Please quote every line word for word.
— START Supplied data —
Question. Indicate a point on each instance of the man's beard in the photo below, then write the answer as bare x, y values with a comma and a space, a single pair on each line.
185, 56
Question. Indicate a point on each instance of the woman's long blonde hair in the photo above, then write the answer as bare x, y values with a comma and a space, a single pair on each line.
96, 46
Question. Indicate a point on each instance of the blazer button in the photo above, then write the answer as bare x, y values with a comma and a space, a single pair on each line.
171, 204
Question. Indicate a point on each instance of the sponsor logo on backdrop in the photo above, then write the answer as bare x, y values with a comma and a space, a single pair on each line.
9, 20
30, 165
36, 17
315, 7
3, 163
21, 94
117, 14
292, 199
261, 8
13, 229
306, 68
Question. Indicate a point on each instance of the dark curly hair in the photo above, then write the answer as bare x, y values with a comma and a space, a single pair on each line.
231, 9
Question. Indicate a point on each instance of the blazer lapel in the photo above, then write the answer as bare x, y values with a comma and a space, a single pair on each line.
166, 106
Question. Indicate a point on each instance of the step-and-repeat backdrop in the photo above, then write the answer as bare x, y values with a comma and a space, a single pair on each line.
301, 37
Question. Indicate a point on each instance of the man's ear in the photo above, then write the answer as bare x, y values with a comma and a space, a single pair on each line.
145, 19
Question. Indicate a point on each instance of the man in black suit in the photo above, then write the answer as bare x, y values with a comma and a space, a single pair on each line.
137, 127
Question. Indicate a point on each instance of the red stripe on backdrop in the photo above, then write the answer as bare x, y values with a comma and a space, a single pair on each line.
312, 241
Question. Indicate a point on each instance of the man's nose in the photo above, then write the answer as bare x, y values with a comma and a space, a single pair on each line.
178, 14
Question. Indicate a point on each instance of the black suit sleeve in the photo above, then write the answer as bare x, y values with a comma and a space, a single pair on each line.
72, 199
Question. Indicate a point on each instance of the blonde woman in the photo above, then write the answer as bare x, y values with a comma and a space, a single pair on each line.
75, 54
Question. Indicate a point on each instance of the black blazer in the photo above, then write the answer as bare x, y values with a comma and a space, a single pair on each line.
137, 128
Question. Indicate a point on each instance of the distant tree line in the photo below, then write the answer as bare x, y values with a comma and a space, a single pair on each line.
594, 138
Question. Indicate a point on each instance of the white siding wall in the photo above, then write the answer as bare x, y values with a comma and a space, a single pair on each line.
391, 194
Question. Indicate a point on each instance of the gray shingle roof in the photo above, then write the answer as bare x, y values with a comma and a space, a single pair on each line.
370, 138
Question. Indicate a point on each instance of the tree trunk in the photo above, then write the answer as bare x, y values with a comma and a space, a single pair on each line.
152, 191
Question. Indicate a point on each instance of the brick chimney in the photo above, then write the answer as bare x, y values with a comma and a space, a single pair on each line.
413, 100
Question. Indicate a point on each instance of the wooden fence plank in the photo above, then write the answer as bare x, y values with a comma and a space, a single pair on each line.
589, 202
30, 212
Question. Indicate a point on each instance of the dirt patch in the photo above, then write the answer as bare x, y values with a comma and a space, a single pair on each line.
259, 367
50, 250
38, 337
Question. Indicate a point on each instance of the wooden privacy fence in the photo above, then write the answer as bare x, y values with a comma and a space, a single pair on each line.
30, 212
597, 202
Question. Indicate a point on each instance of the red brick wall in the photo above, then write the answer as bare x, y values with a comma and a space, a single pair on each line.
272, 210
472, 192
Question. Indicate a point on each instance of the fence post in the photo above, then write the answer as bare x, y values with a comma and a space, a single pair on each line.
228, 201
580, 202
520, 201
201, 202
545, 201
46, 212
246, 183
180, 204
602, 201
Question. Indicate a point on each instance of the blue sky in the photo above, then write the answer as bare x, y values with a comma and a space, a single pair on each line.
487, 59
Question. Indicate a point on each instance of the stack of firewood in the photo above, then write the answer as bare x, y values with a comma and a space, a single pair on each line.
— END Supplied data —
Answer in full:
Question. Indicate a point on each instance of the man's beard in the photo below, then write the answer as bare x, y values with a comma and a space, a single pair on each line.
185, 56
Question. Indicate a point on each instance of the woman's long blonde hair in the photo above, then write the answer as bare x, y values with a comma and a space, a single pair on each line.
96, 46
Question. Indicate a point on each instance of the blazer button in the photo above, then write the answer as bare x, y values with a comma and a space, a single pair on each line.
171, 204
Question. Indicate a point on each instance of the sponsor logo on backdrop in the photo above, then write the answer as bare x, y values with a comma and a space, a single pair on each line.
9, 20
30, 165
36, 17
315, 7
3, 163
21, 94
117, 14
292, 199
261, 8
13, 229
306, 68
Question. Indicate a point on each instance of the dark curly hair in the photo above, then write the answer as bare x, y values with a comma and a space, a single pair on each line.
231, 9
Question. Indicate a point on each instance of the blazer lapel in the photo above, then write the answer as bare x, y values with a comma and a space, a single pair on each line.
166, 106
Question. Indicate a point on each instance of the step-and-repeat backdrop in the photo above, then write the answer as bare x, y values with a comma and a space, a single pair on each line.
301, 37
Question. Indicate a point on each instance of the man's ear in the photo above, then write the answer as bare x, y values with a comma and a space, a single pair on each line.
145, 19
Question. Indicate a point on each instance of the man in black suit in the photo above, then write the answer as bare x, y values with a comma and a space, a single pair on each line.
137, 127
Question. Indicate a point on each instance of the red stripe on backdrop in the photo above, then write the answer as bare x, y values with a comma and a space, a single pair on each line.
312, 241
Question. Indicate a point on each instance of the man's nose in the photo above, then write the answer as bare x, y values with a comma and a space, a single pair on each line.
178, 14
Question. Indicate a point on each instance of the black suit sleeve in the photo above, then write the answer as bare x, y values with a comma and a space, a single pair on each line.
72, 199
Question. Indicate a point on each instance of the blonde woman in the photo above, then write the answer as bare x, y values with a comma and a space, a single pair on each line.
75, 54
Question. Indicate a point on each instance of the black blazer in the photo above, then write the answer as bare x, y values with a comma and a space, a single pair on each line.
137, 128
Question. Indicate a point on each instance of the distant tree line in the photo below, then write the answer as bare x, y values with a comma and a space, a single pair on each line.
594, 138
Question. Indicate a point on each instance of the white siding wall in the photo above, then write the answer as bare x, y values with a comma and a space, a single pair on each line.
391, 194
Question. Indicate a point on each instance of the gray shingle roof in the photo above, then write the answer as bare x, y values with a comma and a space, a single pair on each line.
370, 138
Question. Indicate a point on each instance of the tree trunk in the photo above, then write the answer as bare x, y values with a comma and a space, a single pair on each line.
152, 191
Question. Indicate a point on each instance of the brick chimney in the photo above, then write the answer as bare x, y values with a comma and a space, a single pair on each line.
413, 100
Question. Indicate a point on each instance of the wooden fence plank in the photo above, then write the answer as bare x, y values with a comma and a space, a single pair on each line.
589, 202
30, 212
Question. Indicate a point on each instance of the dirt patch in the photo above, then write the answer as bare x, y values with a comma and a space, a single pair on each line.
259, 367
50, 250
38, 337
Question. Indicate a point on each instance of the wooden privacy fence in the photo above, then write the answer as bare x, y values with a comma and a space, a single pair on each line.
30, 212
597, 202
Question. Indicate a point on each instance of the red brick wall in the photo above, then write the answer as bare x, y values with a comma and a space, a single pair on each line.
272, 210
472, 192
Question. Indicate a point on each instance of the fence post in the photo above, then write the answer as bare x, y values with a comma and a space, a single pair on each line.
228, 201
580, 202
520, 201
201, 202
545, 201
46, 212
246, 183
180, 204
602, 201
Question. Indicate a point on each instance of the blue sky in the photo above, then write the answer as bare x, y values with a comma and a space, a single pair on each line.
487, 59
Question. Indicate a point on each instance of the stack of firewood in the photo above, then write the answer as bare x, y values with a comma and a space, a single pair on each line.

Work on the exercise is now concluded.